Data for review Start Marker
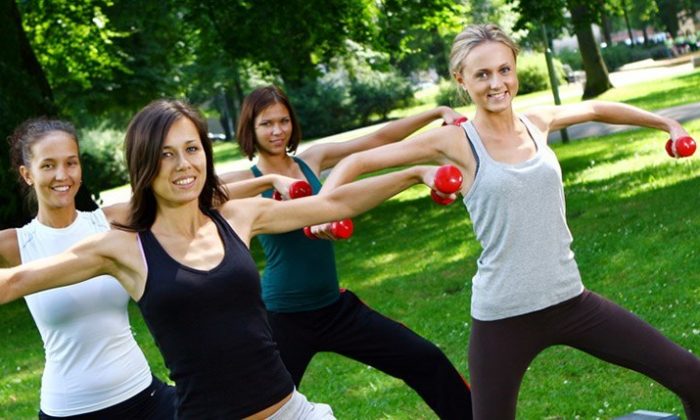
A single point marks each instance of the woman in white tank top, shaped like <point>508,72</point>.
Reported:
<point>93,365</point>
<point>527,294</point>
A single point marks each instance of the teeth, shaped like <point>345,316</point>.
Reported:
<point>184,181</point>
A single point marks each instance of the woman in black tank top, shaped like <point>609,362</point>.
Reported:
<point>183,256</point>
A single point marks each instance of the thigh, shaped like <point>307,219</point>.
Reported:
<point>363,334</point>
<point>295,340</point>
<point>499,354</point>
<point>611,333</point>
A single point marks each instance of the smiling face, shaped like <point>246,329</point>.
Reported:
<point>182,171</point>
<point>488,75</point>
<point>54,171</point>
<point>273,129</point>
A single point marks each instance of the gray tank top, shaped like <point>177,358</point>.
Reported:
<point>519,217</point>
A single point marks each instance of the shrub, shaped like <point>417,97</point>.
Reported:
<point>378,93</point>
<point>102,159</point>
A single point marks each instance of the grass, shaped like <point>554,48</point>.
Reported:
<point>632,212</point>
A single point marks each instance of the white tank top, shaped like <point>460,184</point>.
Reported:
<point>92,359</point>
<point>519,217</point>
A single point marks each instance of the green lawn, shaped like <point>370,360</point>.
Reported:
<point>633,214</point>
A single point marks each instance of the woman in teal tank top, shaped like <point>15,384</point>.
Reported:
<point>308,311</point>
<point>527,294</point>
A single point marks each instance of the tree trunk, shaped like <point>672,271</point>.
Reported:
<point>597,80</point>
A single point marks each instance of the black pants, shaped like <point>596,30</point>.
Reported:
<point>156,402</point>
<point>350,328</point>
<point>500,351</point>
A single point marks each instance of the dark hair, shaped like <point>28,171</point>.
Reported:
<point>143,145</point>
<point>26,135</point>
<point>254,104</point>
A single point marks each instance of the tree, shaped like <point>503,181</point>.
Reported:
<point>583,13</point>
<point>25,92</point>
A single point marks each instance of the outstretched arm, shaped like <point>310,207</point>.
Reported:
<point>441,145</point>
<point>105,253</point>
<point>254,216</point>
<point>324,156</point>
<point>552,118</point>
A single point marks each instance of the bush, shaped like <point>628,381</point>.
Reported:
<point>102,159</point>
<point>533,74</point>
<point>378,93</point>
<point>449,95</point>
<point>323,107</point>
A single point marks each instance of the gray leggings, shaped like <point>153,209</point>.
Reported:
<point>500,351</point>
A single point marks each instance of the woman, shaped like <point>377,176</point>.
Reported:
<point>94,368</point>
<point>183,256</point>
<point>527,293</point>
<point>307,310</point>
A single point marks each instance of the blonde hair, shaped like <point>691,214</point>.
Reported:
<point>474,35</point>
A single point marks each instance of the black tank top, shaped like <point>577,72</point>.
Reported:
<point>212,330</point>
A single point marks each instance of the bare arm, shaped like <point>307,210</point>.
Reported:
<point>9,248</point>
<point>552,118</point>
<point>440,145</point>
<point>113,253</point>
<point>324,156</point>
<point>251,217</point>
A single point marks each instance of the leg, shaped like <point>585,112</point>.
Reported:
<point>362,334</point>
<point>295,341</point>
<point>499,353</point>
<point>615,335</point>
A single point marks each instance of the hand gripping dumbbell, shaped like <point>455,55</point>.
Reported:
<point>457,122</point>
<point>297,189</point>
<point>448,180</point>
<point>341,229</point>
<point>683,147</point>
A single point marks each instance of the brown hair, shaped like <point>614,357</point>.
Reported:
<point>26,135</point>
<point>254,104</point>
<point>143,145</point>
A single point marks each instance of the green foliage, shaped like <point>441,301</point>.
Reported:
<point>378,94</point>
<point>102,159</point>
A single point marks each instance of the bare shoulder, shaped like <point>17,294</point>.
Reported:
<point>117,213</point>
<point>9,248</point>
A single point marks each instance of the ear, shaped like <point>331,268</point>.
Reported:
<point>26,175</point>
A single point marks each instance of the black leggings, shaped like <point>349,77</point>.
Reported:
<point>500,351</point>
<point>350,328</point>
<point>156,402</point>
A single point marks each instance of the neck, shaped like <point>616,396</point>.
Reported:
<point>279,164</point>
<point>501,122</point>
<point>57,217</point>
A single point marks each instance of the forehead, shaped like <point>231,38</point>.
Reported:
<point>182,130</point>
<point>490,54</point>
<point>274,111</point>
<point>55,144</point>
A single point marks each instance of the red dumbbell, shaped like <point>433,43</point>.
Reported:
<point>683,147</point>
<point>298,189</point>
<point>341,229</point>
<point>457,122</point>
<point>448,180</point>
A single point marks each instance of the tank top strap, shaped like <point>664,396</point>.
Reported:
<point>475,142</point>
<point>535,132</point>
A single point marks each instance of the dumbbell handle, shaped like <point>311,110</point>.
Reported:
<point>297,189</point>
<point>341,229</point>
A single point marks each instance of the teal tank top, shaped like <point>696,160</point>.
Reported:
<point>300,273</point>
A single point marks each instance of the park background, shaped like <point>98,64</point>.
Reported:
<point>349,66</point>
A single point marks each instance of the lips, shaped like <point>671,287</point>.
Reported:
<point>184,181</point>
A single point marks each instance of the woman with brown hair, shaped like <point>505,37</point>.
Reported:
<point>182,255</point>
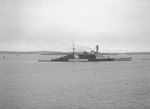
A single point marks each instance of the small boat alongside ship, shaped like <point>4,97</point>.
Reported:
<point>93,56</point>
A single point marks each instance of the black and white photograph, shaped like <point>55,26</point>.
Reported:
<point>74,54</point>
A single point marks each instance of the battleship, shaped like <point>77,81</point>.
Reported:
<point>93,56</point>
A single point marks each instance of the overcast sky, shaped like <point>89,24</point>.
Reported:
<point>116,25</point>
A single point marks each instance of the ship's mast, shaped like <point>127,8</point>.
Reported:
<point>73,48</point>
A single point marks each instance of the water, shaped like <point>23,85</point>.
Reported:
<point>28,84</point>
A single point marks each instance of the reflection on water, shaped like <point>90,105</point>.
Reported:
<point>27,84</point>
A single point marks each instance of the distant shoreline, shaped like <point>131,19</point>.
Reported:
<point>64,53</point>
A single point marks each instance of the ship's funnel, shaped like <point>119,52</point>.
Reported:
<point>97,47</point>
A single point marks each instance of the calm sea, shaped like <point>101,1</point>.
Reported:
<point>28,84</point>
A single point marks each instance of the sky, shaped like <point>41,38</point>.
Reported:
<point>115,25</point>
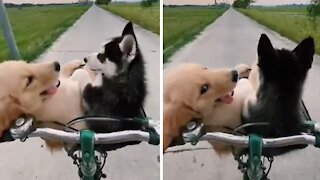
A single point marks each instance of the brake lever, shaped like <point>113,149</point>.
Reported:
<point>22,128</point>
<point>155,124</point>
<point>194,131</point>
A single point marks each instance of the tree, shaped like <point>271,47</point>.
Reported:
<point>314,9</point>
<point>242,3</point>
<point>103,2</point>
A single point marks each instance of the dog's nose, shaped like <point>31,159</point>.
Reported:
<point>234,75</point>
<point>56,66</point>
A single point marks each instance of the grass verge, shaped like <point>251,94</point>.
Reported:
<point>182,24</point>
<point>36,28</point>
<point>292,23</point>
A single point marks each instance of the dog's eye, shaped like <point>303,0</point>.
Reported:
<point>29,80</point>
<point>204,88</point>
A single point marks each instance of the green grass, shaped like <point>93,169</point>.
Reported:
<point>36,28</point>
<point>147,17</point>
<point>182,24</point>
<point>292,23</point>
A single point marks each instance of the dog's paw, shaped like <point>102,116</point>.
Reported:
<point>53,145</point>
<point>243,70</point>
<point>68,68</point>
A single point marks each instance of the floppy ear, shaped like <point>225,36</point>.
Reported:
<point>175,116</point>
<point>264,47</point>
<point>128,47</point>
<point>305,51</point>
<point>9,112</point>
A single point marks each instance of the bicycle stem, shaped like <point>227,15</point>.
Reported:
<point>255,171</point>
<point>88,164</point>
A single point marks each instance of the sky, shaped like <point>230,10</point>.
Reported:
<point>43,1</point>
<point>178,2</point>
<point>258,2</point>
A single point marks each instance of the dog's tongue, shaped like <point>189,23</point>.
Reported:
<point>227,99</point>
<point>52,90</point>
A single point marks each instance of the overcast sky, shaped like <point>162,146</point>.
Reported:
<point>201,2</point>
<point>47,1</point>
<point>258,2</point>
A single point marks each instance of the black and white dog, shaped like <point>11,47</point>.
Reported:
<point>281,75</point>
<point>119,88</point>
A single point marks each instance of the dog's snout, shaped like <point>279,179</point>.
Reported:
<point>56,66</point>
<point>234,75</point>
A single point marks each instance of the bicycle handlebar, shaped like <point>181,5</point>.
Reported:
<point>195,133</point>
<point>243,141</point>
<point>24,129</point>
<point>99,138</point>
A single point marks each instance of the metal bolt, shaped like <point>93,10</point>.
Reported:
<point>20,121</point>
<point>191,125</point>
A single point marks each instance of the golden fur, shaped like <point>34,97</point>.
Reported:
<point>18,99</point>
<point>183,102</point>
<point>22,89</point>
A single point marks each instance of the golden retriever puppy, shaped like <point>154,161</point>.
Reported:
<point>67,103</point>
<point>194,92</point>
<point>24,88</point>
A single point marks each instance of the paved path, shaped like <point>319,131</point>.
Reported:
<point>30,161</point>
<point>230,40</point>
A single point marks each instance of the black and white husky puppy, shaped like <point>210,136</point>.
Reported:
<point>119,89</point>
<point>282,74</point>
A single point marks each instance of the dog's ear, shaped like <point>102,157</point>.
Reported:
<point>128,47</point>
<point>305,51</point>
<point>128,29</point>
<point>9,112</point>
<point>264,47</point>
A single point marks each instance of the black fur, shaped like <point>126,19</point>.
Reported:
<point>120,96</point>
<point>282,76</point>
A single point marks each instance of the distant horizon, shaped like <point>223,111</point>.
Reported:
<point>55,1</point>
<point>258,2</point>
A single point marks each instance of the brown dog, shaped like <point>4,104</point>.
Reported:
<point>194,92</point>
<point>24,88</point>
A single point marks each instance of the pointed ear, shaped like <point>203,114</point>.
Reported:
<point>128,29</point>
<point>128,47</point>
<point>305,51</point>
<point>264,46</point>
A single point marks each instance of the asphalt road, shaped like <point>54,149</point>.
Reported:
<point>30,160</point>
<point>230,40</point>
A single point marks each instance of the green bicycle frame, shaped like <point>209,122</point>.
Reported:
<point>254,171</point>
<point>88,165</point>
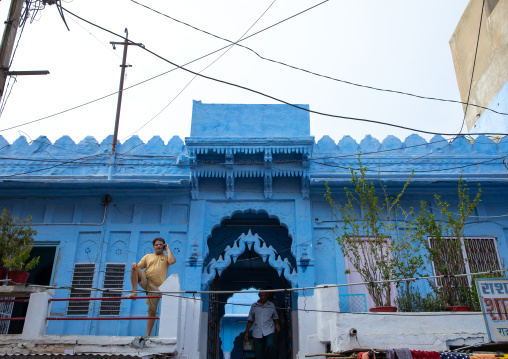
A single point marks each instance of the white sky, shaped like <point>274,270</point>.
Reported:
<point>396,44</point>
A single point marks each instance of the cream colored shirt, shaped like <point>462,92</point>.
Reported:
<point>156,267</point>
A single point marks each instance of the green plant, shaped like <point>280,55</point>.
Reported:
<point>16,242</point>
<point>444,248</point>
<point>412,300</point>
<point>377,235</point>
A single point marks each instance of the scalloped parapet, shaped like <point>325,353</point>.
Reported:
<point>272,157</point>
<point>252,242</point>
<point>438,157</point>
<point>90,159</point>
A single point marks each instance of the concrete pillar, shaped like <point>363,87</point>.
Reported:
<point>170,309</point>
<point>35,319</point>
<point>327,303</point>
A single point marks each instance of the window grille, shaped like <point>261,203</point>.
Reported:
<point>113,279</point>
<point>81,278</point>
<point>482,254</point>
<point>478,255</point>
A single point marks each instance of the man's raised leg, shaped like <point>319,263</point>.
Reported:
<point>150,322</point>
<point>135,278</point>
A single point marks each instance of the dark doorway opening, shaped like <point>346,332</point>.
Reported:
<point>249,271</point>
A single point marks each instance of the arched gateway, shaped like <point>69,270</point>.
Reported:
<point>248,262</point>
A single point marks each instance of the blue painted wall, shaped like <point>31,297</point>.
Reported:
<point>184,191</point>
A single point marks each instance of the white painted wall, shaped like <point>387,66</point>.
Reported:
<point>419,331</point>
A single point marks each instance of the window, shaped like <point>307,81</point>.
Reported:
<point>81,278</point>
<point>113,279</point>
<point>479,254</point>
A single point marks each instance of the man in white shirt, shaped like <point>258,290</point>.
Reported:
<point>264,321</point>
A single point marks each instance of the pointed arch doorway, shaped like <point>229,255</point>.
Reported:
<point>248,261</point>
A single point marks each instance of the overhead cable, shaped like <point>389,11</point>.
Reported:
<point>315,73</point>
<point>275,98</point>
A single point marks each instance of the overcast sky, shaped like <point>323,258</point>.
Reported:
<point>399,45</point>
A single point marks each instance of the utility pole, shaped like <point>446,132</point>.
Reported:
<point>9,36</point>
<point>7,45</point>
<point>125,45</point>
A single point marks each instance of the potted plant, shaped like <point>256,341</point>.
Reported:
<point>376,235</point>
<point>16,243</point>
<point>445,247</point>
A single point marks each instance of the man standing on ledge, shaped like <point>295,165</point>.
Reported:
<point>156,272</point>
<point>264,321</point>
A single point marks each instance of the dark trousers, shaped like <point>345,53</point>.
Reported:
<point>264,348</point>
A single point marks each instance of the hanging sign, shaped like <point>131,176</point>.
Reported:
<point>493,293</point>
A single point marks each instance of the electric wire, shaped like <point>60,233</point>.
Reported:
<point>312,72</point>
<point>472,71</point>
<point>153,77</point>
<point>189,166</point>
<point>275,98</point>
<point>192,79</point>
<point>297,289</point>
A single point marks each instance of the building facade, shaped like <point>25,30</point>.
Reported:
<point>479,48</point>
<point>241,204</point>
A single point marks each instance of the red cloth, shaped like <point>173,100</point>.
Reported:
<point>421,354</point>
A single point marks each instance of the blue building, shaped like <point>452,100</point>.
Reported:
<point>240,202</point>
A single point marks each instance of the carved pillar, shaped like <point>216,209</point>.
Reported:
<point>230,179</point>
<point>268,174</point>
<point>304,241</point>
<point>195,246</point>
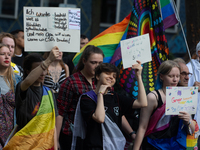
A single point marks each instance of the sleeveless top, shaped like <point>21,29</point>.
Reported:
<point>160,102</point>
<point>48,81</point>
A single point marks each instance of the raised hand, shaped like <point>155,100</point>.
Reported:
<point>138,68</point>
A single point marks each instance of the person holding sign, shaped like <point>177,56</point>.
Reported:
<point>36,108</point>
<point>157,129</point>
<point>102,110</point>
<point>8,82</point>
<point>9,40</point>
<point>78,83</point>
<point>58,71</point>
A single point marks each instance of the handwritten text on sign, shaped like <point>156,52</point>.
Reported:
<point>181,99</point>
<point>46,27</point>
<point>137,48</point>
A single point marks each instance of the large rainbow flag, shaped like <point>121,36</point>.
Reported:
<point>108,40</point>
<point>144,18</point>
<point>39,132</point>
<point>168,13</point>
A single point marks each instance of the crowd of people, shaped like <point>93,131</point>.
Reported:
<point>87,112</point>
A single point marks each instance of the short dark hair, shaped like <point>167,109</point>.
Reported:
<point>106,67</point>
<point>83,36</point>
<point>90,49</point>
<point>29,60</point>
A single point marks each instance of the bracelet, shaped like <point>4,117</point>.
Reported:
<point>100,93</point>
<point>45,65</point>
<point>189,123</point>
<point>42,67</point>
<point>130,134</point>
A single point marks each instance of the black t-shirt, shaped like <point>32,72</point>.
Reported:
<point>28,103</point>
<point>115,106</point>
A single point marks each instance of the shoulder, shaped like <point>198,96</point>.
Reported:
<point>152,98</point>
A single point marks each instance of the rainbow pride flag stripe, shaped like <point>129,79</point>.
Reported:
<point>39,132</point>
<point>107,40</point>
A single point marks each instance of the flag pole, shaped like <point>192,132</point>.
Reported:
<point>179,20</point>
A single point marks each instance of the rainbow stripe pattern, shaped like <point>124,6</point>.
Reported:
<point>108,40</point>
<point>168,15</point>
<point>39,132</point>
<point>145,18</point>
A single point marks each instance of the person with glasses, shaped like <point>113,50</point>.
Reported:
<point>185,74</point>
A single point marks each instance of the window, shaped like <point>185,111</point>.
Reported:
<point>9,9</point>
<point>110,10</point>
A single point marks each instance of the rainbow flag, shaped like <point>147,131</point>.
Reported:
<point>145,18</point>
<point>108,40</point>
<point>168,14</point>
<point>39,132</point>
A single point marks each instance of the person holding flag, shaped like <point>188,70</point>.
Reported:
<point>156,130</point>
<point>36,108</point>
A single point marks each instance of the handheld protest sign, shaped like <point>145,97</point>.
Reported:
<point>137,48</point>
<point>181,99</point>
<point>46,27</point>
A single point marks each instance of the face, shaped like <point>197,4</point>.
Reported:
<point>5,57</point>
<point>20,40</point>
<point>172,78</point>
<point>93,61</point>
<point>10,43</point>
<point>42,76</point>
<point>83,42</point>
<point>107,78</point>
<point>184,75</point>
<point>60,56</point>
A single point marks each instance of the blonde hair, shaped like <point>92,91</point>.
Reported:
<point>167,66</point>
<point>10,75</point>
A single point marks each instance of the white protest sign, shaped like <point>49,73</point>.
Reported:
<point>181,99</point>
<point>46,27</point>
<point>137,48</point>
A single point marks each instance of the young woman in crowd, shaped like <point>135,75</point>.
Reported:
<point>78,83</point>
<point>8,81</point>
<point>35,106</point>
<point>102,109</point>
<point>157,130</point>
<point>57,73</point>
<point>9,40</point>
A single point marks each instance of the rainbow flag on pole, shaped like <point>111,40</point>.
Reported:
<point>108,40</point>
<point>39,132</point>
<point>168,13</point>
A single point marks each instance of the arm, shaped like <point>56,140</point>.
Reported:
<point>59,120</point>
<point>187,121</point>
<point>35,73</point>
<point>67,70</point>
<point>145,115</point>
<point>127,128</point>
<point>99,114</point>
<point>142,99</point>
<point>198,85</point>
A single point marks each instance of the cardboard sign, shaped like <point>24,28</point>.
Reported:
<point>137,48</point>
<point>181,99</point>
<point>46,27</point>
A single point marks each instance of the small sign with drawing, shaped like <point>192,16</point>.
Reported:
<point>137,48</point>
<point>181,99</point>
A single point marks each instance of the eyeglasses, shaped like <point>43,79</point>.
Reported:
<point>186,74</point>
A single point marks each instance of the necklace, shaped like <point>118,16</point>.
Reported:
<point>163,91</point>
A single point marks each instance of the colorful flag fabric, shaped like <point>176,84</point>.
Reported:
<point>39,132</point>
<point>107,40</point>
<point>145,18</point>
<point>168,14</point>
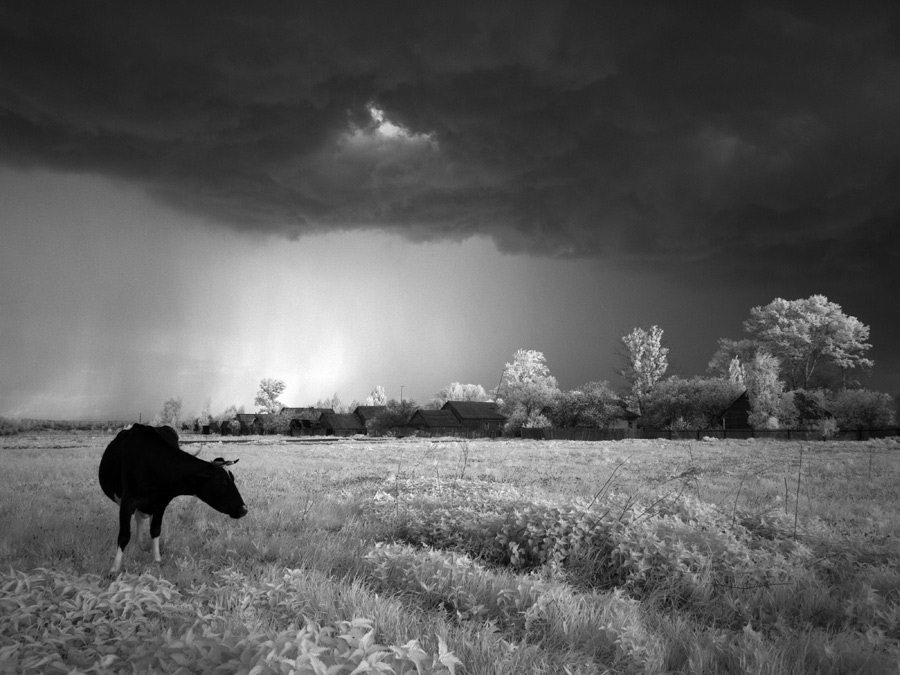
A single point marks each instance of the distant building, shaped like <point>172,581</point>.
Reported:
<point>249,424</point>
<point>483,418</point>
<point>367,413</point>
<point>305,421</point>
<point>626,419</point>
<point>342,424</point>
<point>434,422</point>
<point>737,415</point>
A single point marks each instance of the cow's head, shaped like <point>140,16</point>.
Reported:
<point>216,487</point>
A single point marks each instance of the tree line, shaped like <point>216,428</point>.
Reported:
<point>797,358</point>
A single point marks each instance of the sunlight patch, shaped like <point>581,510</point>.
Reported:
<point>381,131</point>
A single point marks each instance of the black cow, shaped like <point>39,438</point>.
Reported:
<point>143,469</point>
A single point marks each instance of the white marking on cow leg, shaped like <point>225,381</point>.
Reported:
<point>140,520</point>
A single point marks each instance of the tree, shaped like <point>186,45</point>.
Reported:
<point>854,408</point>
<point>170,413</point>
<point>728,350</point>
<point>646,361</point>
<point>206,413</point>
<point>736,371</point>
<point>697,403</point>
<point>526,386</point>
<point>459,392</point>
<point>395,414</point>
<point>377,397</point>
<point>807,335</point>
<point>267,397</point>
<point>764,390</point>
<point>594,404</point>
Data for review End Marker
**What you are asked to do:**
Starting at the line in the records above that contains "shaped like <point>186,45</point>.", output every line up to and including the last one, with nothing added.

**Exercise solution:**
A single point marks each instance of the tree, shaped like <point>186,45</point>.
Reported:
<point>854,408</point>
<point>170,413</point>
<point>728,350</point>
<point>646,361</point>
<point>206,413</point>
<point>736,371</point>
<point>697,403</point>
<point>526,386</point>
<point>459,392</point>
<point>395,414</point>
<point>377,397</point>
<point>807,335</point>
<point>267,397</point>
<point>764,390</point>
<point>594,404</point>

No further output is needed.